Materials provided:
*-*-*

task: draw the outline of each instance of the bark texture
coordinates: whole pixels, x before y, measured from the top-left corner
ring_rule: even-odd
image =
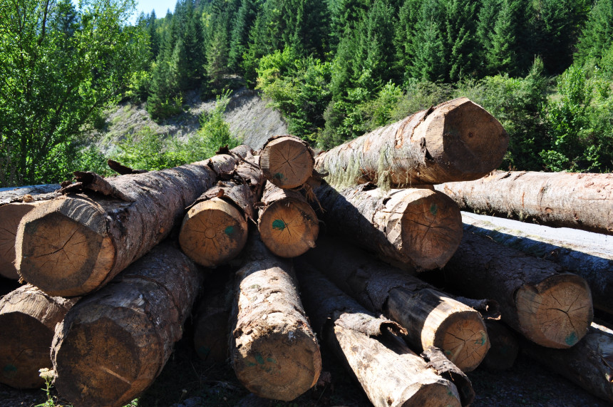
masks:
[[[463,210],[613,235],[613,174],[495,171],[438,188]]]
[[[321,237],[317,243],[304,255],[309,262],[370,311],[402,325],[413,349],[440,348],[464,371],[483,359],[490,343],[479,312],[349,245]]]
[[[363,184],[315,190],[331,233],[410,272],[443,267],[460,244],[462,217],[445,194],[428,188],[383,191]]]
[[[570,349],[550,349],[527,341],[522,350],[597,397],[613,403],[613,330],[592,324]]]
[[[321,356],[302,308],[291,261],[252,236],[236,273],[230,359],[237,377],[259,397],[294,400],[317,382]]]
[[[477,180],[500,165],[509,137],[467,98],[449,101],[348,141],[315,160],[331,184],[403,187]]]
[[[262,201],[257,228],[269,250],[295,257],[315,247],[319,223],[302,193],[267,182]]]
[[[315,160],[309,144],[294,135],[268,140],[260,153],[259,165],[266,179],[279,188],[296,188],[313,173]]]
[[[49,348],[56,324],[75,302],[30,284],[0,299],[0,383],[17,388],[43,385],[38,369],[52,368]]]
[[[102,178],[77,173],[69,195],[31,211],[20,224],[16,267],[51,295],[100,289],[168,236],[185,208],[220,174],[233,170],[228,155],[161,171]],[[81,192],[81,193],[76,193]]]
[[[525,235],[519,230],[495,226],[488,222],[468,218],[465,233],[485,236],[498,243],[512,247],[566,267],[583,277],[592,292],[594,306],[613,314],[613,258],[589,247]]]
[[[313,326],[376,407],[460,406],[455,386],[399,339],[400,326],[376,318],[311,267],[298,264]],[[468,402],[470,403],[470,401]]]
[[[448,284],[496,300],[502,320],[540,345],[569,348],[593,319],[589,287],[562,267],[465,233],[445,267]]]
[[[163,244],[58,325],[51,348],[61,397],[75,406],[125,406],[162,371],[191,311],[202,276]]]

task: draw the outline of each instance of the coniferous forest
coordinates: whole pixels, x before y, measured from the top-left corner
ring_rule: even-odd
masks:
[[[613,170],[613,0],[179,0],[130,23],[133,10],[0,0],[0,187],[103,172],[91,130],[105,108],[143,103],[164,120],[195,90],[220,101],[197,138],[130,143],[160,166],[202,159],[233,141],[221,114],[242,85],[321,148],[465,96],[509,133],[503,169]]]

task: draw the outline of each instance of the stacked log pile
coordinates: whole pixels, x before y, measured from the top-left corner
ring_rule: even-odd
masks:
[[[611,333],[590,326],[585,279],[473,234],[445,194],[481,182],[508,143],[491,115],[461,98],[317,156],[282,135],[259,152],[226,148],[161,171],[110,163],[123,175],[77,172],[51,195],[0,200],[0,273],[31,284],[0,300],[9,326],[0,381],[38,386],[38,370],[52,366],[75,406],[124,405],[160,374],[204,292],[197,353],[229,361],[260,397],[292,401],[313,387],[321,341],[376,406],[468,405],[463,371],[509,367],[517,344],[569,372],[585,371],[576,361],[589,353],[590,373],[568,376],[611,400],[602,345]],[[541,200],[553,185],[539,187]],[[574,217],[575,226],[594,217]],[[607,231],[610,220],[597,217]],[[421,278],[433,270],[443,287]],[[225,285],[202,289],[212,273],[227,273]],[[27,351],[16,344],[34,329]]]

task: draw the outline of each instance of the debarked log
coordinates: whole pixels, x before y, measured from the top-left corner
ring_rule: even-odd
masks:
[[[121,406],[150,386],[182,336],[202,281],[185,254],[154,247],[58,325],[55,386],[76,406]]]
[[[332,185],[366,181],[395,187],[477,180],[500,165],[509,136],[467,98],[378,128],[316,157]]]
[[[470,232],[443,272],[463,294],[497,301],[504,322],[543,346],[572,346],[593,319],[589,287],[582,277]]]

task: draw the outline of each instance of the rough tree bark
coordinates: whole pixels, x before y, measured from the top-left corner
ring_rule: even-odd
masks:
[[[550,349],[523,341],[522,350],[597,397],[613,403],[613,330],[592,323],[570,349]]]
[[[464,234],[443,270],[463,294],[498,302],[502,320],[526,338],[569,348],[585,335],[593,311],[585,280],[565,271],[473,233]]]
[[[429,188],[374,187],[369,183],[337,191],[324,183],[316,188],[328,230],[405,270],[444,266],[462,238],[458,205]]]
[[[162,371],[202,274],[168,244],[83,298],[56,329],[56,388],[76,406],[125,406]]]
[[[272,255],[257,235],[245,250],[235,279],[230,360],[249,391],[289,401],[317,382],[319,346],[304,314],[291,261]]]
[[[463,210],[613,235],[613,174],[495,171],[438,188]]]
[[[222,154],[110,178],[76,173],[79,182],[63,190],[71,195],[46,201],[20,223],[15,246],[20,275],[51,295],[100,289],[166,237],[185,208],[238,160]]]
[[[30,284],[0,299],[0,383],[17,388],[43,386],[38,369],[53,367],[49,348],[56,324],[76,302]]]
[[[524,253],[545,259],[577,274],[587,282],[594,306],[613,314],[613,257],[591,250],[589,247],[570,244],[520,230],[496,226],[463,217],[465,232],[486,236],[498,243]],[[470,222],[470,223],[469,223]]]
[[[247,242],[247,222],[254,218],[264,179],[251,152],[231,174],[196,200],[183,218],[179,233],[181,249],[207,267],[229,262]]]
[[[455,386],[398,340],[399,325],[376,318],[305,262],[297,266],[313,326],[375,406],[462,404]]]
[[[440,348],[463,371],[479,366],[490,348],[479,312],[349,245],[317,244],[304,257],[363,306],[402,325],[413,349]]]
[[[257,228],[269,250],[282,257],[295,257],[315,247],[317,215],[301,192],[267,182],[262,201]]]
[[[266,179],[279,188],[296,188],[313,173],[314,155],[309,144],[301,138],[277,135],[264,145],[259,165]]]
[[[467,98],[449,101],[332,148],[315,159],[332,185],[403,187],[477,180],[495,169],[509,137]]]

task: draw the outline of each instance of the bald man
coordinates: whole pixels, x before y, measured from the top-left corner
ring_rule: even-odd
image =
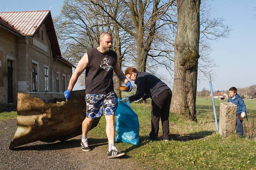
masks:
[[[108,158],[116,158],[125,154],[114,145],[115,114],[117,107],[117,96],[114,91],[113,72],[117,77],[132,89],[131,82],[121,70],[117,62],[116,53],[110,49],[111,35],[104,32],[100,37],[100,46],[89,50],[78,63],[70,79],[68,89],[64,92],[66,99],[70,99],[71,92],[79,76],[85,70],[85,101],[86,117],[82,124],[82,150],[89,151],[87,134],[93,119],[103,116],[106,119],[106,133],[108,141]]]

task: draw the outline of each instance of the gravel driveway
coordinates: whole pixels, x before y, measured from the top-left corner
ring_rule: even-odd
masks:
[[[81,136],[63,142],[37,141],[8,149],[17,128],[16,119],[0,121],[0,169],[139,169],[129,157],[108,159],[107,139],[89,138],[92,150],[81,149]]]

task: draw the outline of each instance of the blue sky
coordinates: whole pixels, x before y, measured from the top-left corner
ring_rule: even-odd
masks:
[[[212,41],[210,55],[219,67],[214,68],[214,90],[227,90],[232,86],[244,87],[256,84],[256,1],[216,0],[210,2],[215,6],[214,17],[223,17],[232,31],[228,38]],[[60,12],[63,1],[44,0],[2,1],[0,11],[48,10],[52,5],[53,17]],[[76,86],[77,88],[77,86]],[[197,84],[197,90],[209,89],[208,81]]]

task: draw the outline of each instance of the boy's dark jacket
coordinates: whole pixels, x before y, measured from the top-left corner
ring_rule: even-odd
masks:
[[[237,101],[237,98],[238,97],[240,98],[238,99],[238,101]],[[241,113],[242,112],[245,112],[246,106],[244,104],[244,101],[238,94],[237,94],[236,95],[236,96],[234,99],[232,99],[231,97],[229,96],[229,98],[228,99],[227,101],[232,102],[237,106],[236,108],[237,115]]]

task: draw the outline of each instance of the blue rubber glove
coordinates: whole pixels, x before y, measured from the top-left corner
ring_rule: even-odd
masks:
[[[129,98],[128,97],[124,97],[120,101],[120,102],[123,102],[123,103],[125,103],[128,102],[129,100]]]
[[[130,81],[128,81],[126,82],[125,83],[126,84],[126,87],[127,87],[130,88],[130,89],[129,90],[129,91],[128,91],[128,92],[130,92],[132,91],[132,84],[131,84],[131,82]]]
[[[70,91],[68,89],[67,89],[66,91],[64,92],[63,94],[64,94],[64,96],[65,96],[66,99],[70,100],[70,97],[71,96],[71,92],[72,92],[72,91]]]

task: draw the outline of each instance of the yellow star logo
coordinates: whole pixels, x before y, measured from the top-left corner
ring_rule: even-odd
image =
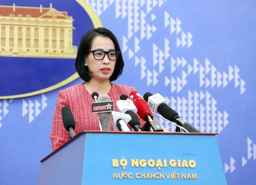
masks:
[[[109,103],[108,103],[107,105],[106,105],[106,107],[107,107],[107,109],[111,109],[111,106],[112,106],[112,105],[110,105],[109,104]]]

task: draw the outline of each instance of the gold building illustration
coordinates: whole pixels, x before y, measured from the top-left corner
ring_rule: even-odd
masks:
[[[53,8],[0,5],[0,56],[75,58],[73,19]]]

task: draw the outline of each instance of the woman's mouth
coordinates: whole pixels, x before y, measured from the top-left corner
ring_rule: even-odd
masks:
[[[110,68],[104,68],[100,69],[101,72],[104,74],[108,73],[110,71]]]

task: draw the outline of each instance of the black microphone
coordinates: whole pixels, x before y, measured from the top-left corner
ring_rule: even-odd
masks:
[[[95,102],[97,102],[97,99],[99,97],[99,93],[97,92],[93,92],[92,94],[92,97],[95,100]]]
[[[63,107],[61,109],[61,115],[64,127],[69,132],[69,138],[73,137],[76,135],[74,131],[76,123],[70,108],[66,106]]]
[[[129,115],[132,118],[132,119],[128,123],[132,128],[135,131],[142,131],[140,123],[136,114],[132,110],[127,110],[125,112],[125,114]]]
[[[149,98],[151,96],[155,96],[149,92],[145,93],[143,98],[145,100],[149,102]],[[160,99],[159,99],[160,100]],[[155,102],[154,101],[155,101]],[[188,122],[184,122],[180,119],[179,114],[175,110],[169,107],[166,103],[162,103],[159,104],[157,103],[157,100],[155,100],[152,99],[150,104],[155,105],[156,107],[157,112],[166,119],[172,122],[176,123],[178,125],[181,126],[186,129],[189,132],[200,132],[198,130],[193,127],[192,125]],[[156,112],[156,110],[155,111]]]
[[[128,100],[129,99],[129,97],[125,94],[122,94],[120,96],[120,100]]]

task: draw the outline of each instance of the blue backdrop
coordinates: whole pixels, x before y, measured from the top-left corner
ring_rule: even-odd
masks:
[[[148,91],[159,93],[183,121],[202,132],[219,133],[217,139],[228,184],[254,184],[256,181],[253,175],[256,170],[256,126],[253,122],[256,119],[253,95],[256,93],[255,2],[86,2],[103,26],[116,36],[121,46],[125,67],[123,75],[115,83],[134,86],[142,95]],[[77,29],[73,31],[73,45],[79,46],[83,34],[91,28],[83,27],[87,23],[78,13],[82,15],[84,10],[78,8],[75,0],[67,0],[62,5],[48,0],[44,2],[47,7],[52,3],[60,10],[68,11],[69,15],[73,16],[74,24],[82,23],[74,26]],[[0,5],[12,3],[0,0]],[[27,0],[19,5],[39,7],[40,4],[34,4]],[[76,8],[78,9],[75,13]],[[1,85],[11,85],[19,80],[9,78],[9,81],[5,78],[6,71],[10,71],[7,70],[14,72],[15,67],[21,67],[16,65],[15,60],[12,61],[12,66],[6,64],[6,58],[0,56]],[[19,58],[14,58],[8,59]],[[75,71],[75,59],[69,60],[71,65],[66,68],[71,69],[68,72],[71,75],[70,71]],[[47,62],[40,61],[38,65]],[[65,69],[63,65],[66,62],[56,63],[59,69]],[[63,74],[57,75],[67,78],[67,73],[62,71]],[[35,75],[33,72],[30,71],[30,75]],[[22,71],[19,73],[22,77]],[[61,79],[55,79],[54,83]],[[43,85],[38,82],[35,85],[41,88]],[[57,93],[61,89],[81,82],[78,79],[36,96],[0,100],[2,184],[36,184],[40,160],[52,151],[49,135]],[[26,85],[25,83],[22,84],[23,87]],[[5,91],[7,92],[3,87],[0,88],[0,96]],[[12,92],[8,95],[13,95]],[[159,120],[174,131],[172,125]]]

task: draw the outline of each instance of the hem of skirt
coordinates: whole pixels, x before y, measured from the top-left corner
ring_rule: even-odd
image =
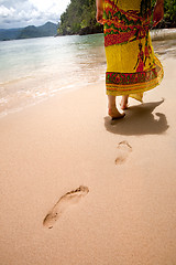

*-*-*

Short exercise: How many lines in the items above contain the word "blue"? Reply with the number alone.

Output: 3